DOCUMENT TEXT ::
-------

Depth Psychology vs CBT – A New Perspective

Depth Psychology has never had it easy. Most articles in New Scientist and other scientific journals denounce psychoanalysis as pseudoscience, a collection of disproved and discredited techniques for curing mental illness. At worst, a scam. A long review article by Oliver Burkeman recently published in the Guardian takes a different view that psychoanalysis (the author focuses on the Freudian approach) is indeed proving itself much more effective than more popular approaches such as Cognitive Behaviour Therapy (CBT).

No one questions the efficacy of CBT therapy, at least its short term efficacy. It is designed at helping the patient alter unproductive modes of thinking and feeling, to enable the patient to cope in society. Be happier. However, according to Burkeman the cure tends to be short term because the underlying causes for the neurosis, mental pain, depression or obsession are not adressed. An analogy would be if a doctor gave a patient a regimen of paracetamol rather than finding the cause of the pain. Depth psychology on the other hand goes in search of the causes: the trauma, a patient’s history, or pain caused by their present psychological development. No one promises that the cure will be fast or easy. Or cheap. However recent studies show that the benefits of psychoanalysis far outweigh those off CBT therapy in the long run.

-------

INFORMATION GIVEN ::
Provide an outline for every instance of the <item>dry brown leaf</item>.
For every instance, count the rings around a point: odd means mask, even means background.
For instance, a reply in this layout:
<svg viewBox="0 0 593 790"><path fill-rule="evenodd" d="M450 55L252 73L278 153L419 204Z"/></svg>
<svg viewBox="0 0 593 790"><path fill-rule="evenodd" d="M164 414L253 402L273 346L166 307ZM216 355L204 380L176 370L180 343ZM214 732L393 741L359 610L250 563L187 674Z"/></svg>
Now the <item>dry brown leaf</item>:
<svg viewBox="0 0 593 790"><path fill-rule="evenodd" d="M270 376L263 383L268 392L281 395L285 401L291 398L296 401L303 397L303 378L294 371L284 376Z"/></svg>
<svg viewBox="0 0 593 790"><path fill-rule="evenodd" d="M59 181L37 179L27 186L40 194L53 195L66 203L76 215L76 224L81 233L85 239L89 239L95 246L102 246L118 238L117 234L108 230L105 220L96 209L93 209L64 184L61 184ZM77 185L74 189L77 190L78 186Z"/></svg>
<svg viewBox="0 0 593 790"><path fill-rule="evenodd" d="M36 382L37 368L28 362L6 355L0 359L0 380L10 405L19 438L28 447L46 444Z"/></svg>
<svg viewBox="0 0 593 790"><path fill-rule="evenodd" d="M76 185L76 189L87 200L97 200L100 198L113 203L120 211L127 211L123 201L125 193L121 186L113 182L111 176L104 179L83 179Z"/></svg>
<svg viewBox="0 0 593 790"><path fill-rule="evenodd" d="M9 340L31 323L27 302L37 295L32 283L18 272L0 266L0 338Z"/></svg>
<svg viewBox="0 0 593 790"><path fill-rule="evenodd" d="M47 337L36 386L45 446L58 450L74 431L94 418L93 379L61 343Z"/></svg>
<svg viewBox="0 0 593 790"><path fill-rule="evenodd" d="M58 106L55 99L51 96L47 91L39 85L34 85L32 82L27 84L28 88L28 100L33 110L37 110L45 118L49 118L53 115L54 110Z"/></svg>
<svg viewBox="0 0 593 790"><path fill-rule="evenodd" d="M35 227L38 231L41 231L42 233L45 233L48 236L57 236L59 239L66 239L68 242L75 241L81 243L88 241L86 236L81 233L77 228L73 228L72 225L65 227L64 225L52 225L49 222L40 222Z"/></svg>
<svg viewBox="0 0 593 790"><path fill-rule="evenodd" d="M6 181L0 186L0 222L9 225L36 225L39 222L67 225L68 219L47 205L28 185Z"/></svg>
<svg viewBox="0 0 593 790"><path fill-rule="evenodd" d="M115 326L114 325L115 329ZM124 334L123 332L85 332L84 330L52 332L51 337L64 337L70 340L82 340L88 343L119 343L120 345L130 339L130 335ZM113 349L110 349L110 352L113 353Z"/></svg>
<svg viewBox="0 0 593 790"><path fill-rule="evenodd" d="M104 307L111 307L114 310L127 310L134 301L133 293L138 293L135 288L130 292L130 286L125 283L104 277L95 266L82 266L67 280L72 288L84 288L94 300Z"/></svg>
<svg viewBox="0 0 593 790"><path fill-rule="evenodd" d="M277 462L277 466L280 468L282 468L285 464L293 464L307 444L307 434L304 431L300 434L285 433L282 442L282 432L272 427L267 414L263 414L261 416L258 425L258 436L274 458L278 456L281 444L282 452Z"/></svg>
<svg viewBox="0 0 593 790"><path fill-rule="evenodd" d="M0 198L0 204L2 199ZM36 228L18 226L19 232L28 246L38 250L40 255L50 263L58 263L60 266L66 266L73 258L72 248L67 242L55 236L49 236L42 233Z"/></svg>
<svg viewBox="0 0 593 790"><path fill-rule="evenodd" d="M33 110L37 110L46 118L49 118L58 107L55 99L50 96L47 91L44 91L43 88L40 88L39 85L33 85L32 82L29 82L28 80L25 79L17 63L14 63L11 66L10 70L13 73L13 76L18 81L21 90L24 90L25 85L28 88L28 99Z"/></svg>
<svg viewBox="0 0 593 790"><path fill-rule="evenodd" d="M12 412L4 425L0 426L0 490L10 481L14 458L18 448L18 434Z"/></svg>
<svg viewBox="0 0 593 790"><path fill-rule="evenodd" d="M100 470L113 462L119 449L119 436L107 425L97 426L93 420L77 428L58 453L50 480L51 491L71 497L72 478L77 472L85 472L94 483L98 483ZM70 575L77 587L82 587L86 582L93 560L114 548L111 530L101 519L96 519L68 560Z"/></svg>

-------

YOUR TASK ::
Output the passage of the depth psychology article from "Depth Psychology vs" to "Behaviour Therapy (CBT).", copied word for word.

YOUR RESPONSE ::
Depth Psychology vs CBT – A New Perspective

Depth Psychology has never had it easy. Most articles in New Scientist and other scientific journals denounce psychoanalysis as pseudoscience, a collection of disproved and discredited techniques for curing mental illness. At worst, a scam. A long review article by Oliver Burkeman recently published in the Guardian takes a different view that psychoanalysis (the author focuses on the Freudian approach) is indeed proving itself much more effective than more popular approaches such as Cognitive Behaviour Therapy (CBT).